**To-do list:**
1. In the blog about grieving a daughter, reproduce the part between "Some days that" and "what should haves.", inclusive, substituting "emotions" for "feelings".
2. Translate this sentence from the blog about grieving a daughter into Spanish: "It never ceases to amaze me how these days appear."
3. Carry on the blog about grieving a daughter from its final sentence.

Wednesday, January 25, 2017


Days come and go.

Some days that make me happy are the ones that can also hurt. Any day where we recognize the ones we love and have loved can hit the vein, and feelings can flow into thoughts of could haves and what should haves.

And so I think of my first...
a sister who only grows in vivid imaginations,
a daughter who won't be walked down an aisle surrounded by happily watered eyes,
and a mother that could inspire smiles from anything, everything, and nothing.

It never ceases to amaze me how these days appear.
Such is this one filled with recognition of those we love that upturns memories that will always remain unturned to those who are close.

I started writing this on Mother's Day 2016, and couldn't finish it until today; a date that bares no significance in the past events, but bares every significance in the events that have passed.

Sunday, September 14, 2014

Anniversary #3

September 14. No matter how hard I try, it's unavoidable. The third anniversary of the worst day of my life. 

I wish I could say that I am okay. I'm not. I'm just way better at hiding it and keeping myself occupied. It doesn't affect me the same day-to-day but I will never fully be okay. I've just gotten better at living with it. But today, I can't fake it. Today sucks. The week leading up to today sucked. I've cried myself to work and back home again every day this past week. I've tortured myself by looking at her pictures and watching the one, sad, three minute video I have of her. I am beating myself up over the fact that I only have this one video. Her two month life condensed down to 3 minutes. Why didn't I have the foresight to realize that I might want to see more of her, to have further proof of her existence? Instead, I was stupid and naive and thought I didn't want proof of her illness. I thought I had plenty of time left to take happy videos. I thought I had the rest of her life and by the time I realized that wasn't the case, she was so sick. I just couldn't bring myself to capture those moments. 

She was so sick, guys. Like the sickest you could ever imagine a human. She looked dead before she was gone. And then she died. It still kills me to relive that day, when they gave her to me to hold in my arms and say goodbye. How they turned off all the machines and shut her ventilator off. How I screamed as they did it and screamed as the doctor listened for a heartbeat and pronounced her dead. I still can't believe this is my reality. That this is her reality. That her life had been reduced to a 3 minute video, some pictures, and a cemetery plot. Thinking about it takes me to a deep, painful place that I wish didn't exist and, today, I have to confront it. This day is never going to go away. September 14 will always be the day that my daughter died.

Thursday, July 24, 2014

Third Birthday

Here we are. It's July 24. Again. The day that would have been Naya's 3rd birthday.

Today has been very humbling. I am absolutely blown away by the amount of support we received today. So many people reached out to offer us their love. It's days like this that remind me how many amazing people I have in my life. I am so lucky to have friends and family that will never let my baby girl be forgotten. You have no idea how much this means to me. As a bereaved parent, you are constantly struggling with the fact that every day moves you further away from your child's death - and therefore their existence. You spend a lot of time trying to rectify this in your head and figuring out a way to make your child seem real to you again. When people take the time out of their day to remember and even celebrate your child, it is incredibly touching and healing. Thank you all for all you do to make my world so bright.

**Information given:**

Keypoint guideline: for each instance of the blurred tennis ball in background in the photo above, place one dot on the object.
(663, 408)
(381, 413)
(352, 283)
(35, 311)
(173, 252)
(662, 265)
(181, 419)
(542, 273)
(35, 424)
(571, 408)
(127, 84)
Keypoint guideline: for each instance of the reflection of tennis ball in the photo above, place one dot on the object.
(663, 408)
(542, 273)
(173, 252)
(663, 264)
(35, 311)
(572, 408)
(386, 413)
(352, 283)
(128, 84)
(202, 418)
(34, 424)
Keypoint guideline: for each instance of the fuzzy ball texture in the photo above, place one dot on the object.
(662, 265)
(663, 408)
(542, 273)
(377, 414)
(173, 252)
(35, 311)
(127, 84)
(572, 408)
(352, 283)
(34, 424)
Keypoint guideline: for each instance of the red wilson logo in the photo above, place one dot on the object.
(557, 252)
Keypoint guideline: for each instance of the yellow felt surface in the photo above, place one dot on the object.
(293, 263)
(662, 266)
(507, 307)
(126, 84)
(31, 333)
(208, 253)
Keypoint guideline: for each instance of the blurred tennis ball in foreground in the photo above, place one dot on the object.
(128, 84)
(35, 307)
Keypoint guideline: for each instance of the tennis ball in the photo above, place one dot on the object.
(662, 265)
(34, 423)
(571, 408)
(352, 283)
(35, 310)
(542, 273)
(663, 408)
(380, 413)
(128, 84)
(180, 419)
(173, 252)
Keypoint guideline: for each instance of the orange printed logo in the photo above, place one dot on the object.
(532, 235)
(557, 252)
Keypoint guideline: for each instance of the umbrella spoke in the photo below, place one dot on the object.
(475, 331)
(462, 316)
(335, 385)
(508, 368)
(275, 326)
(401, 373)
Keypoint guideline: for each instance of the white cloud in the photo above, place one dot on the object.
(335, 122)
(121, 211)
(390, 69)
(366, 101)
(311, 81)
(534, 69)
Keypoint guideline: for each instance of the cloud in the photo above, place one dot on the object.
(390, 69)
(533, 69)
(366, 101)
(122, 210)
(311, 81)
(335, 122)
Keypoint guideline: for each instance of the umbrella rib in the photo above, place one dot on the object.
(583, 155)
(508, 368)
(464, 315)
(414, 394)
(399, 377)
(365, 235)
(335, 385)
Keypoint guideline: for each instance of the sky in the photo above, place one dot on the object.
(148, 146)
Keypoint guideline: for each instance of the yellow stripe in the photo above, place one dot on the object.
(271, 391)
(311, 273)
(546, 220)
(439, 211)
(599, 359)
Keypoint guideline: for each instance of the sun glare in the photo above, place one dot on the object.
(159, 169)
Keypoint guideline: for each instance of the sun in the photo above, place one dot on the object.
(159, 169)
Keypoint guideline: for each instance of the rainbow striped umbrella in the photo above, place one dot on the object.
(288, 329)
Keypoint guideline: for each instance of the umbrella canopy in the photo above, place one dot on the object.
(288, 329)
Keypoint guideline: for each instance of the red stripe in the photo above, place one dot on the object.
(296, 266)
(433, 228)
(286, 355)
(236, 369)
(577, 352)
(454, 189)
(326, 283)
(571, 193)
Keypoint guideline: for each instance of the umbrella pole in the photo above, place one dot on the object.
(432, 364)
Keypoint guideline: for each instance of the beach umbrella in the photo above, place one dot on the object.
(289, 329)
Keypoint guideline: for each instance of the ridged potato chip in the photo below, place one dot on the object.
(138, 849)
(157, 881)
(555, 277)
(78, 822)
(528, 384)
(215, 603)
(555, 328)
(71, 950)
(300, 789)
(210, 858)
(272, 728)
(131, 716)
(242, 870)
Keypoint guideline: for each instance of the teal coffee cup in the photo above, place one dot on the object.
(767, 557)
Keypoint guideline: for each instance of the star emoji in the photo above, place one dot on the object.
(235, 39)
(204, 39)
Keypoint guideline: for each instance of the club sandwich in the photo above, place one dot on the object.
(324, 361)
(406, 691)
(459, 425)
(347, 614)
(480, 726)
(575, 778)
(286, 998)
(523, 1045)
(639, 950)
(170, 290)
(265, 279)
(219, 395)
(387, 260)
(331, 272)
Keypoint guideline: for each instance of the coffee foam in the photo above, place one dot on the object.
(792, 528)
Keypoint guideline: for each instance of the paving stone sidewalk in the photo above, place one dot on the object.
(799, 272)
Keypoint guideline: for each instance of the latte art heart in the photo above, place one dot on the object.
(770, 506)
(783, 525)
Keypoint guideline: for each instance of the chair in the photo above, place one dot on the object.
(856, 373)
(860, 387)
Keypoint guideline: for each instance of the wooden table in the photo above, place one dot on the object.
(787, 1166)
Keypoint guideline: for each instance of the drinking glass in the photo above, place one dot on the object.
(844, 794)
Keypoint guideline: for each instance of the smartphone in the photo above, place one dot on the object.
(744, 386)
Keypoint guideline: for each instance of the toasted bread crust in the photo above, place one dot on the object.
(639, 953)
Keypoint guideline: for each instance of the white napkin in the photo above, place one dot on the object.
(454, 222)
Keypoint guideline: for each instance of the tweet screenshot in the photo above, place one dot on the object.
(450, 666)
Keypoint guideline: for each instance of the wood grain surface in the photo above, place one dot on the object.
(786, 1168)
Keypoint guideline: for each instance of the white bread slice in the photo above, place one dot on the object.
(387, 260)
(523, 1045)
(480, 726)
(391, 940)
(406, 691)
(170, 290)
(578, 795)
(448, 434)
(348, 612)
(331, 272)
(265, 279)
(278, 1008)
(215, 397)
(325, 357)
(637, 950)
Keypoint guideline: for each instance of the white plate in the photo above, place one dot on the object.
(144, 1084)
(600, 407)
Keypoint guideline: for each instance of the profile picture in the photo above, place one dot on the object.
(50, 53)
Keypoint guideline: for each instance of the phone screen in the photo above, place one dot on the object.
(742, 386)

**Answer set:**
1.
Some days that make me happy are the ones that can also hurt. Any day where we recognize the ones we love and have loved can hit the vein, and emotions can flow into thoughts of could haves and what should haves.

2. Nunca deja de sorprenderme cómo aparecen estos días.

3.
Although I have been anxiously anticipating it, this day hasn't been what I expected. (As any veteran bereaved parent knows, the anticipation is always worse than the day.) After a good, nasty cry this morning that was deep and soulful, I actually felt pretty good the rest of the day. I had made a conscious decision a few months ago that I wanted to take the day to myself. I spent the afternoon at a local spa and took a yoga class, ate lunch, sat in the hot springs and got a massage. And I thought about Naya. I felt closer to her than I have in a long time. Although it is painful and heartbreaking, today is also the day that I was lucky enough to bring a perfect little girl into the world. A little girl that changed my life in so many ways and made me a better person. I am so thankful that I had the opportunity to become her mother.

Happy Birthday my sweet girl. I love you more than you will ever know and I always will.

Sunday, May 11, 2014

Mother's Day

I wish I could say that Mother's Day didn't affect me anymore. I wish I could say that I looked forward to a day of being showered by love and attention by my friends, family and social media like a normal person. I wish I could say I enjoyed and relished in it. But the the truth is, no matter how far I've come in my grief process, Holidays are still very hard and Mother's Day (along with Christmas) seems to be the hardest.

While people who haven't lost a child (or their mother) might not understand, everyone is else is probably enthusiastically agreeing with me right now. Mother's Day is rough. It's a day where a family gathers together and celebrates their love for one another. It's a day where moms can expect to see their children - and show them off! It's a day where a mom gets to relish the beautiful family they created and how much they appreciate the children who made them moms. And when you are missing one of the crucial elements, it makes it almost unbearable.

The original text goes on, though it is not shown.